__Document passage__:
MIT Researchers Build Handheld Robot for Automating Catheter Insertion

"Simplistically, it’s like a highly intelligent stud-finder married to a precision nail gun."

Ai Guide Graphic
Lincoln Laboratory/MIT

Researchers at the Lincoln Laboratory at MIT have developed a handheld robot that could help automate catheter insertion using artificial intelligence.

The Artificial Intelligence–Guided Ultrasound Intervention Device (AI-GUIDE) is a handheld platform technology that could help personnel like EMTs with simple training to quickly install a catheter into a common femoral vessel, which the researchers said could help provide treatment at the point of injury.

"Simplistically, it’s like a highly intelligent stud-finder married to a precision nail gun," said Matt Johnson, a research team member from the Laboratory’s Human Health and Performance Systems Group.

The idea behind the device, which was built by a team led by Laura Brattain and Brian Telfer from the Human Health and Performance Systems Group, is to simplify inserting a catheter into a central blood vessel so treatment doesn’t have to wait until a patient arrives at the hospital.

First, the AI-GUIDE is placed on the patient’s body, near where the thigh meets the abdomen. Then a targeting display guides the user to the correct location and then instructs them to pull a trigger, which inserts the needle into the vessel. The device verifies that the needle has penetrated the blood vessel, and then prompts the user to advance an integrated guidewire, a thin wire inserted into the body to guide a larger instrument, such as a catheter, into a vessel. The user then manually advances a catheter. Once the catheter is securely in the blood vessel, the device withdraws the needle and the user can remove the device, according to a news release.

__Dataset content__:
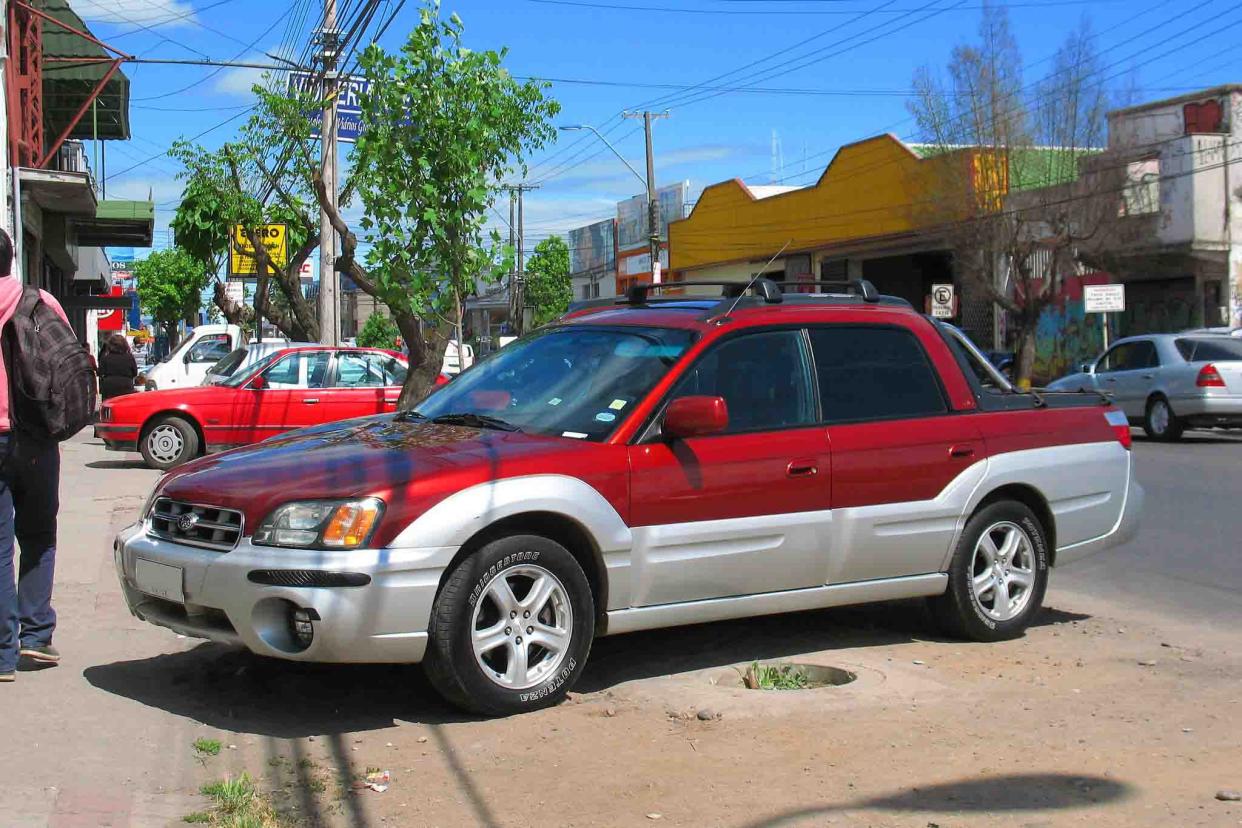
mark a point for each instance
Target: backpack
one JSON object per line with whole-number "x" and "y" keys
{"x": 51, "y": 375}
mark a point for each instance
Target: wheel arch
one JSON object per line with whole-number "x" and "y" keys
{"x": 181, "y": 415}
{"x": 1032, "y": 499}
{"x": 553, "y": 525}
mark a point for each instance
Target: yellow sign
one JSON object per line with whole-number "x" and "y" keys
{"x": 241, "y": 255}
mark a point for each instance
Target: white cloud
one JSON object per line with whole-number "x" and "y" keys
{"x": 148, "y": 13}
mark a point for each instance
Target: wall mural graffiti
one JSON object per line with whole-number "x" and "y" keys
{"x": 1067, "y": 337}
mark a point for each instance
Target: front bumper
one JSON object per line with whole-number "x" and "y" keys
{"x": 118, "y": 438}
{"x": 384, "y": 621}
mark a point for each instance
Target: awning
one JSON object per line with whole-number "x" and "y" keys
{"x": 67, "y": 83}
{"x": 118, "y": 224}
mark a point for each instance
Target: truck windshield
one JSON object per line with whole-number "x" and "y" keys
{"x": 571, "y": 381}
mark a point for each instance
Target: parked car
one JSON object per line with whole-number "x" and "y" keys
{"x": 1168, "y": 382}
{"x": 244, "y": 356}
{"x": 292, "y": 387}
{"x": 637, "y": 466}
{"x": 189, "y": 363}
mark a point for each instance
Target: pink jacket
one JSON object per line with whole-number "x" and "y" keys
{"x": 10, "y": 293}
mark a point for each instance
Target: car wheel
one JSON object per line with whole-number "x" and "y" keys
{"x": 997, "y": 575}
{"x": 168, "y": 442}
{"x": 512, "y": 627}
{"x": 1160, "y": 421}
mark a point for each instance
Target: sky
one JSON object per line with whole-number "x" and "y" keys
{"x": 760, "y": 90}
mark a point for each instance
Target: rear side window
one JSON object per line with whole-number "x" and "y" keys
{"x": 873, "y": 374}
{"x": 1205, "y": 350}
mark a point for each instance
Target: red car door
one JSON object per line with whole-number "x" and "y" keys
{"x": 899, "y": 458}
{"x": 291, "y": 396}
{"x": 364, "y": 382}
{"x": 743, "y": 512}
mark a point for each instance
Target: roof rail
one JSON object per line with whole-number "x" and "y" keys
{"x": 861, "y": 287}
{"x": 763, "y": 287}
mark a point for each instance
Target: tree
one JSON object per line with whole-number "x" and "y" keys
{"x": 378, "y": 332}
{"x": 1014, "y": 206}
{"x": 219, "y": 195}
{"x": 442, "y": 127}
{"x": 548, "y": 287}
{"x": 170, "y": 284}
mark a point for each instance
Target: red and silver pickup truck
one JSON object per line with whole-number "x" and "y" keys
{"x": 642, "y": 463}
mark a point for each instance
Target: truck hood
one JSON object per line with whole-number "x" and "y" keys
{"x": 410, "y": 466}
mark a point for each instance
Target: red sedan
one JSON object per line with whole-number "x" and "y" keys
{"x": 293, "y": 387}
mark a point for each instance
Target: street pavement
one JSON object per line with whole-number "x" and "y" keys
{"x": 104, "y": 738}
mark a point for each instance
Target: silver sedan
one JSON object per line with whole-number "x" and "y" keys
{"x": 1169, "y": 382}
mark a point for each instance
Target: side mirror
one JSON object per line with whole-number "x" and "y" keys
{"x": 696, "y": 417}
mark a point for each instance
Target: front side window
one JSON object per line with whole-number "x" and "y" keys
{"x": 210, "y": 349}
{"x": 764, "y": 379}
{"x": 298, "y": 370}
{"x": 364, "y": 370}
{"x": 873, "y": 374}
{"x": 573, "y": 381}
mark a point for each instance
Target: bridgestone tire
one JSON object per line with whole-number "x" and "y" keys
{"x": 959, "y": 611}
{"x": 189, "y": 443}
{"x": 451, "y": 663}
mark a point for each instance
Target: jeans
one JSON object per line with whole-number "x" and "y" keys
{"x": 29, "y": 503}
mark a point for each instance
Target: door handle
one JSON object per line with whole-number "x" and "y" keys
{"x": 801, "y": 468}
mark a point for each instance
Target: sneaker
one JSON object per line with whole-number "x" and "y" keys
{"x": 47, "y": 654}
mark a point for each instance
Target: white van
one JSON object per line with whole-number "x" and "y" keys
{"x": 188, "y": 365}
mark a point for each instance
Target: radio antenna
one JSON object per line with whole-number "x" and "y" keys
{"x": 753, "y": 279}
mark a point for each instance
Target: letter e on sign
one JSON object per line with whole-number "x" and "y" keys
{"x": 942, "y": 301}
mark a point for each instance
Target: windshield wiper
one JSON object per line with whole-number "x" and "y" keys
{"x": 475, "y": 421}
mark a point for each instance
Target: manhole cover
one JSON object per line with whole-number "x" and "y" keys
{"x": 784, "y": 675}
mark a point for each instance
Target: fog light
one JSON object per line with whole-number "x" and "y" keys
{"x": 302, "y": 627}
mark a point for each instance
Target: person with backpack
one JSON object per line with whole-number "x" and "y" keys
{"x": 47, "y": 392}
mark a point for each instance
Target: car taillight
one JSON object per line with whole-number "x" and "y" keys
{"x": 1120, "y": 427}
{"x": 1209, "y": 378}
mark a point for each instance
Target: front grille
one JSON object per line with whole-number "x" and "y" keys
{"x": 195, "y": 524}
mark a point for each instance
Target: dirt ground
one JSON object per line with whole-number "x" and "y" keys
{"x": 1099, "y": 715}
{"x": 1094, "y": 716}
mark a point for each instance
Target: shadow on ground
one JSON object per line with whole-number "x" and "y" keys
{"x": 983, "y": 795}
{"x": 117, "y": 464}
{"x": 232, "y": 689}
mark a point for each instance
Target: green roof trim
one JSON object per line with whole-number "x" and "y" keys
{"x": 118, "y": 210}
{"x": 1030, "y": 168}
{"x": 67, "y": 85}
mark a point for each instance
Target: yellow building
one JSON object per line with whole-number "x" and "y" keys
{"x": 873, "y": 214}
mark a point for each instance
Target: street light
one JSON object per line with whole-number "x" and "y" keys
{"x": 648, "y": 184}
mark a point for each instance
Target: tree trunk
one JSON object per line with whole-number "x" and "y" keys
{"x": 426, "y": 356}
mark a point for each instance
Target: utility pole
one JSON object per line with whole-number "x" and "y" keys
{"x": 517, "y": 277}
{"x": 329, "y": 281}
{"x": 652, "y": 205}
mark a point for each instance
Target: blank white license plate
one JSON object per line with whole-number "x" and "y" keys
{"x": 160, "y": 580}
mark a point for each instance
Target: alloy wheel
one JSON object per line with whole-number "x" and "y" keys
{"x": 1002, "y": 571}
{"x": 522, "y": 626}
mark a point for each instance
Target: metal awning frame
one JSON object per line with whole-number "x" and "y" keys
{"x": 98, "y": 87}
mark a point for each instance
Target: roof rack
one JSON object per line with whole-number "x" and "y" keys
{"x": 764, "y": 288}
{"x": 861, "y": 287}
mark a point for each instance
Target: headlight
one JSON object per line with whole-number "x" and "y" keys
{"x": 321, "y": 524}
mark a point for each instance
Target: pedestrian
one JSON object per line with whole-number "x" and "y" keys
{"x": 30, "y": 481}
{"x": 118, "y": 369}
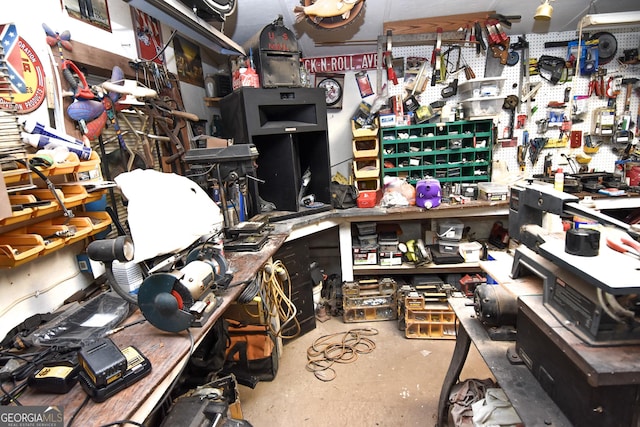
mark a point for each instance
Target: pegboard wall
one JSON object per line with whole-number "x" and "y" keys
{"x": 603, "y": 160}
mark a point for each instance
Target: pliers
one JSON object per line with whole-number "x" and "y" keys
{"x": 481, "y": 46}
{"x": 624, "y": 245}
{"x": 596, "y": 86}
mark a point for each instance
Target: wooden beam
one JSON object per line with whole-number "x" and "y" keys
{"x": 430, "y": 25}
{"x": 98, "y": 62}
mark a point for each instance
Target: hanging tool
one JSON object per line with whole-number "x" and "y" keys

__Questions on the material__:
**A)** In the article about the catheter-insertion robot, where on the patient's body is the AI-GUIDE first placed?
**B)** Please write what comes next in the article about the catheter-insertion robot, picking up after its final sentence.
The records have no connection to the article about the catheter-insertion robot.

__Responses to the exercise__:
**A)** Near where the thigh meets the abdomen.

**B)**
To ensure that the needle reliably punctures the vessel, The team said it engineered the device to be able to check its own work to make sure the needle correctly enters the blood vessel.

"When AI-GUIDE injects the needle toward the center of the vessel, it searches for the presence of blood by creating suction," said Josh Werblin, the program’s mechanical engineer. "Optics in the device's handle trigger when blood is present, indicating that the insertion was successful."

The team is still working on further testing and automating the process for using the AI-GUIDE but said that it sees the device becoming "ubiquitous throughout the healthcare system."